#### DATA PROVIDED

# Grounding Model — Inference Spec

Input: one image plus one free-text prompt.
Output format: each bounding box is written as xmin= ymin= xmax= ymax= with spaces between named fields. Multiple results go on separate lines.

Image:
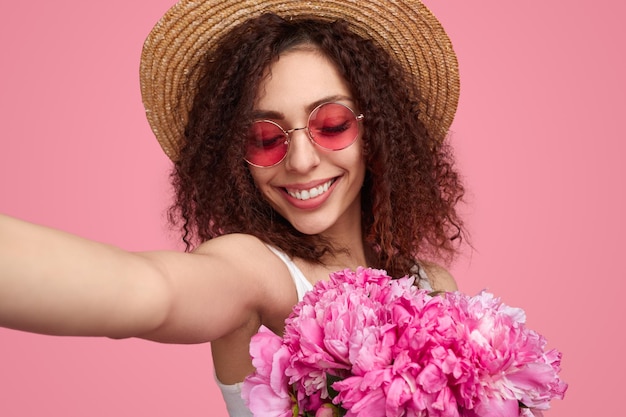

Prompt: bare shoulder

########

§ **WORK TO COMPLETE**:
Convert every line of the listing above into a numbered list, skipping blank lines. Leave the picture out of your answer.

§ **CORRECT RESULT**:
1. # Grounding Model — Inference Spec
2. Input: one image plus one free-text prompt.
3. Output format: each bounding box is written as xmin= ymin= xmax= ymax= with spaces between named fields. Multiple results go on separate lines.
4. Image:
5. Prompt: bare shoulder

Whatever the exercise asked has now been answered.